** START OF Page extract **

# What kind of car's are new Migrants buying?



## S58cRenu (Dec 29, 2012)

I tried to search for this but I need some guidance on this.

Simply . . . 

What kind of car did you guys plunk down for when you arrived & where/how?

I'll take all suggestions. Nothing can be too crazy.


----------



## ozbound12 (Mar 23, 2012)

What's your budget?


----------



## superm (Jul 1, 2012)

I'd think it should depend on 
how you are doing financially and 
what kind of work you are doing and 
what your requirement/desire is and 
how big your family is. 
Does it really matter if you are migrant or not?


----------



## findraj (Sep 24, 2012)

superm said:


> I'd think it should depend on
> how you are doing financially and
> what kind of work you are doing and
> what your requirement/desire is and
> ...


lol

BTW Renu, just curious why have you mentioned the fees in your signature ? I think the fees is same for all applicants..


----------



## S58cRenu (Dec 29, 2012)

Hi guys. I'm thinking a clunker. But, this post was more about creating some excitement about what migrants are sporting over there 

Good point about the fees. It's just a reminder of the financial toll I need to make up with extra shifts some day.


----------



## UStoAusi (Nov 14, 2012)

S58cRenu said:


> Hi guys. I'm thinking a clunker. But, this post was more about creating some excitement about what migrants are sporting over there
> 
> Good point about the fees. It's just a reminder of the financial toll I need to make up with extra shifts some day.


My friend if you love cars you are going to wrong country. They rip your face off if you even think of buying german :-(


----------



## piri (Aug 11, 2012)

Cars are crazy expensive here, but luckily not as expensive as in the past countries i have lived and owned a car. But coming from US you will be shocked


----------



## Immiseek (Oct 17, 2012)

I think it is really going to hit me hard, since cars in Muscat are way cheaper than most of the countries, approx 2 times lesser than India. I remember buying the Prado at 40K AUD(approx) two years ago. I feel that it'll not be worth importing it to Aus. Anybody with the exp in imporing may pls share it with me.

** END OF Page extract **

» **Directive 1**: Print the part of the forum thread on cars for new migrants starting at "Simply . . ." and ending at "(Mar 23, 2012)", word for word.

** START OF Dataset entries **

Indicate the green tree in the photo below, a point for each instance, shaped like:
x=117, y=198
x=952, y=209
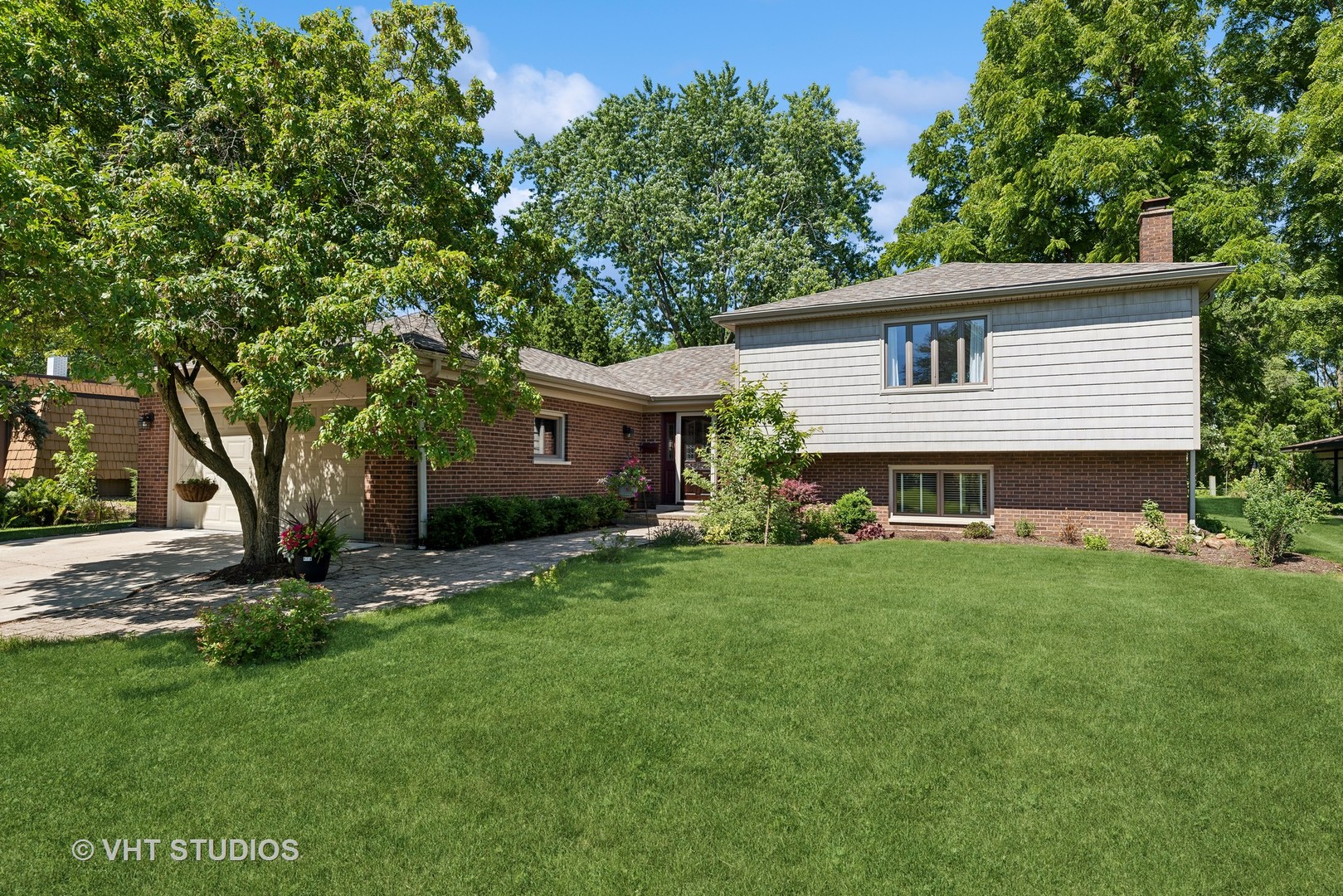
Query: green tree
x=751, y=426
x=680, y=204
x=77, y=466
x=254, y=201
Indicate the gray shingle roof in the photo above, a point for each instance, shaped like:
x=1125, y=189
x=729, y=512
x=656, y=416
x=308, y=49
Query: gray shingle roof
x=680, y=373
x=961, y=278
x=684, y=371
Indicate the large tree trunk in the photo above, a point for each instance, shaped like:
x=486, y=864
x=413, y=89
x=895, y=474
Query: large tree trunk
x=258, y=509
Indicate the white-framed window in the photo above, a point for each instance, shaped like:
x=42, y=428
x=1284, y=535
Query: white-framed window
x=939, y=494
x=950, y=351
x=548, y=438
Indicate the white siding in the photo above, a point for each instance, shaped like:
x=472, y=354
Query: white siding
x=1092, y=373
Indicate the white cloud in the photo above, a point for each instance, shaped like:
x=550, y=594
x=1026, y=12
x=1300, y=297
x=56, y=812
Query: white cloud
x=893, y=109
x=525, y=100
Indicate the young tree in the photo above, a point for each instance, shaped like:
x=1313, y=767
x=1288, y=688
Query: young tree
x=680, y=204
x=751, y=425
x=262, y=197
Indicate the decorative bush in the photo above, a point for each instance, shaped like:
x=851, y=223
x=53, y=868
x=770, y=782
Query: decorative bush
x=820, y=522
x=800, y=492
x=978, y=529
x=289, y=624
x=854, y=511
x=77, y=464
x=1095, y=542
x=492, y=519
x=1277, y=514
x=676, y=535
x=1071, y=533
x=872, y=533
x=39, y=501
x=1151, y=533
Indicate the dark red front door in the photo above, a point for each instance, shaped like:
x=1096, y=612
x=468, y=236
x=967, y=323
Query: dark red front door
x=694, y=438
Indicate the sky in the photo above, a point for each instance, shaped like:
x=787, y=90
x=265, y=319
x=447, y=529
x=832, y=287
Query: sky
x=889, y=66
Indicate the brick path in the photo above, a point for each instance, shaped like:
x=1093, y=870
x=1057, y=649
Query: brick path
x=368, y=579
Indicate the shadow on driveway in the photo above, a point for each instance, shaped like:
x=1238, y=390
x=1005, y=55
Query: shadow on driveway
x=63, y=574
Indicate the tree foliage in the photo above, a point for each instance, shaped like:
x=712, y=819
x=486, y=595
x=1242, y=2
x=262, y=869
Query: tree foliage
x=1080, y=110
x=251, y=202
x=680, y=204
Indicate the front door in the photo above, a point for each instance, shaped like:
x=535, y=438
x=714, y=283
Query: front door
x=694, y=438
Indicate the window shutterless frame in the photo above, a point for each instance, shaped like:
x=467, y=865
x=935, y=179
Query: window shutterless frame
x=560, y=440
x=923, y=353
x=950, y=490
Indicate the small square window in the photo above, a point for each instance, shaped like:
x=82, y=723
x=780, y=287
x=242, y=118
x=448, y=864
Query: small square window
x=548, y=438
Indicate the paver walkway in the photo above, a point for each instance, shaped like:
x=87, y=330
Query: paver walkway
x=368, y=579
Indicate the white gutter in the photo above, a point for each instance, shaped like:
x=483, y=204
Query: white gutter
x=771, y=314
x=422, y=481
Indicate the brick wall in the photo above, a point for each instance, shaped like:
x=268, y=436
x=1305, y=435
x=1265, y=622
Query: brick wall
x=594, y=445
x=152, y=507
x=1103, y=489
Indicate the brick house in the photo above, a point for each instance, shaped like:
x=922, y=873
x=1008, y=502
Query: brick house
x=112, y=409
x=969, y=391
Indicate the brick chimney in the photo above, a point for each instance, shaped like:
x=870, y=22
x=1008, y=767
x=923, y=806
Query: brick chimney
x=1156, y=231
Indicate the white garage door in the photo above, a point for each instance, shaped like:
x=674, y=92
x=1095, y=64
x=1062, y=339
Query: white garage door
x=336, y=483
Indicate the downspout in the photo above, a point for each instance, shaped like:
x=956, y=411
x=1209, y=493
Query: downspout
x=1193, y=485
x=422, y=490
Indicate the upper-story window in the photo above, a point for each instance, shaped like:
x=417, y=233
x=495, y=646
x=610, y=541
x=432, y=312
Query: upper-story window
x=944, y=353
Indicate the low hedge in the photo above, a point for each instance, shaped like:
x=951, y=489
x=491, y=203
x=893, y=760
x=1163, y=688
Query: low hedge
x=490, y=519
x=51, y=531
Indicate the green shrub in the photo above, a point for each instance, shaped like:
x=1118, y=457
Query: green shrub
x=676, y=535
x=821, y=522
x=286, y=625
x=1151, y=533
x=976, y=529
x=1277, y=514
x=39, y=501
x=854, y=511
x=493, y=519
x=77, y=465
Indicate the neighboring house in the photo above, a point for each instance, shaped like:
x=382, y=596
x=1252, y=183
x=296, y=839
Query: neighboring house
x=1329, y=450
x=112, y=409
x=951, y=394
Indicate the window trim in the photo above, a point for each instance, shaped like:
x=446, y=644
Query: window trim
x=911, y=320
x=937, y=519
x=560, y=457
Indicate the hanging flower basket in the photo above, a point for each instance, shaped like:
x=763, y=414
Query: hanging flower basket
x=197, y=490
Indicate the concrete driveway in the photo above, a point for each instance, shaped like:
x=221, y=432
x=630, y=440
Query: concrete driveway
x=56, y=575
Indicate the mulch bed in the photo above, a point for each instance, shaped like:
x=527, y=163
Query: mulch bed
x=1229, y=553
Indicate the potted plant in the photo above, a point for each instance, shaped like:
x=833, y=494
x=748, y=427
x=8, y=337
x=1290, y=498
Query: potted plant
x=627, y=481
x=197, y=489
x=310, y=542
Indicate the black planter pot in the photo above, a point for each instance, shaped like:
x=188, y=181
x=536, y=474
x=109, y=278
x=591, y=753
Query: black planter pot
x=312, y=568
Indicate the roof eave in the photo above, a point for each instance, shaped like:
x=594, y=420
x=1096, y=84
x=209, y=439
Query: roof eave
x=1205, y=277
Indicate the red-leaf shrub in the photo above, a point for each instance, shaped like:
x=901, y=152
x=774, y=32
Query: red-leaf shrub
x=870, y=533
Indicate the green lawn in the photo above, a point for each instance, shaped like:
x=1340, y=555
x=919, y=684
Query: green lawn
x=1323, y=539
x=883, y=718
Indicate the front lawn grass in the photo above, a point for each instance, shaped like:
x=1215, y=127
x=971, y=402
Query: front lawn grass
x=1323, y=539
x=881, y=718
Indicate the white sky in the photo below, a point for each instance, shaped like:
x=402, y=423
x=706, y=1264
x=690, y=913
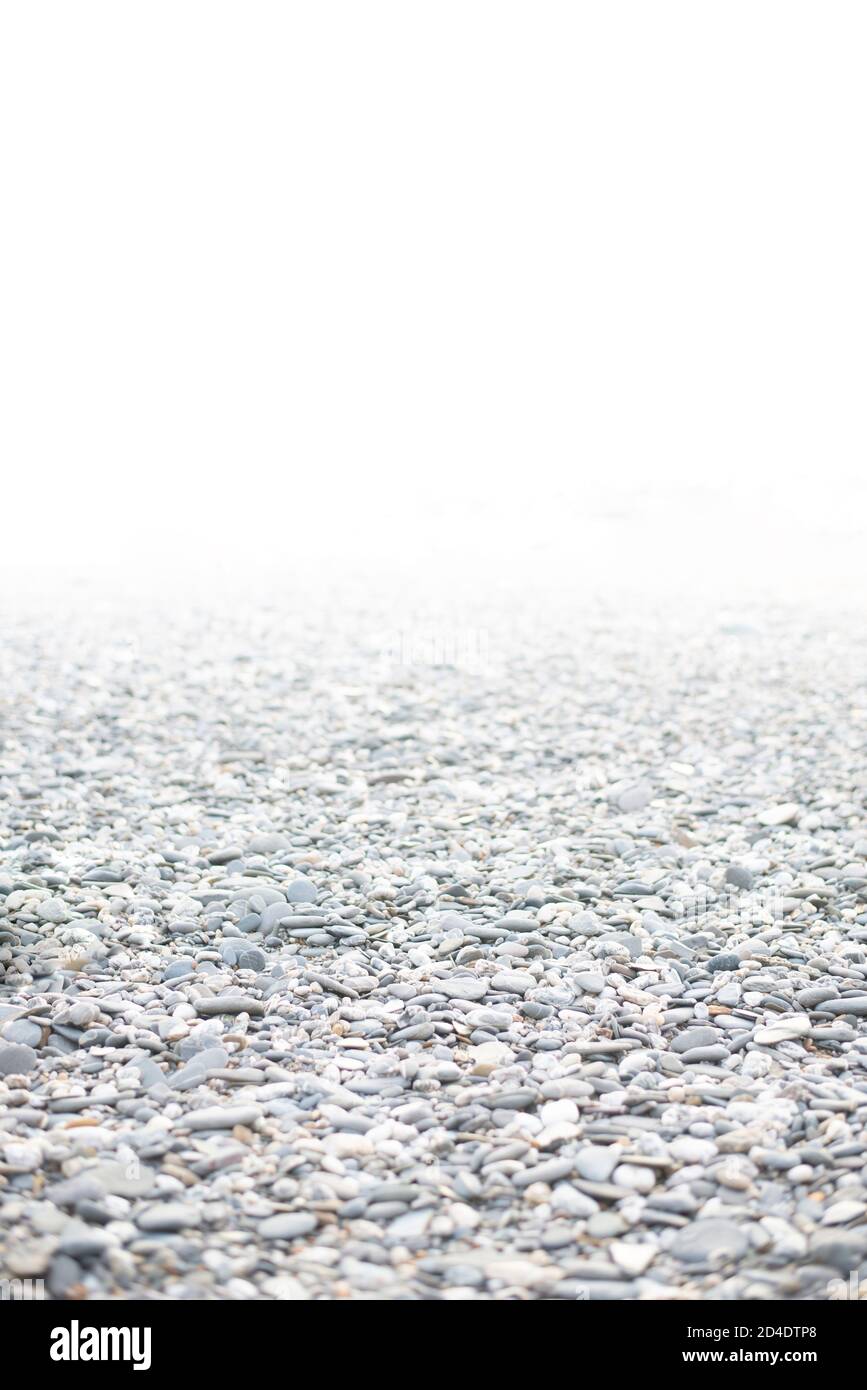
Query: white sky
x=300, y=280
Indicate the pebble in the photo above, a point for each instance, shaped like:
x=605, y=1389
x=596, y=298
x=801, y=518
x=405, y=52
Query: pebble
x=325, y=982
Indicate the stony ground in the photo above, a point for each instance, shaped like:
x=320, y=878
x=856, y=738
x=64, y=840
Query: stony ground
x=348, y=957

** END OF Dataset entries **

» **Directive 2**: Output the lines of the records starting at the line that contains "Indicate the tree" and ending at the line that contains "x=422, y=481", both included, and nothing else.

» **Finished answer 1**:
Simply . . . 

What kind of car did you guys plunk down for when you arrived & where/how?

I'll take all suggestions. Nothing can be too crazy.


----------



## ozbound12 (Mar 23, 2012)

» **Finished answer 2**:
Indicate the tree foliage in the photo above, a point for each instance, shaped like:
x=712, y=819
x=486, y=595
x=1242, y=2
x=262, y=869
Query: tree foliage
x=1080, y=110
x=251, y=202
x=680, y=204
Indicate the front door in the photo above, a point for each instance, shaped like:
x=535, y=438
x=714, y=283
Query: front door
x=694, y=438
Indicate the window shutterless frame in the photo above, a point for each instance, shaped like:
x=467, y=865
x=935, y=179
Query: window shutterless frame
x=560, y=440
x=923, y=353
x=950, y=490
Indicate the small square window in the photo above, a point for each instance, shaped like:
x=82, y=723
x=780, y=287
x=242, y=118
x=448, y=864
Query: small square window
x=548, y=438
Indicate the paver walkway in the photo above, a point for each instance, shaped like:
x=87, y=330
Query: paver walkway
x=368, y=579
Indicate the white gutter in the photo above, a point for each instance, shaped like:
x=483, y=204
Query: white gutter
x=771, y=314
x=422, y=481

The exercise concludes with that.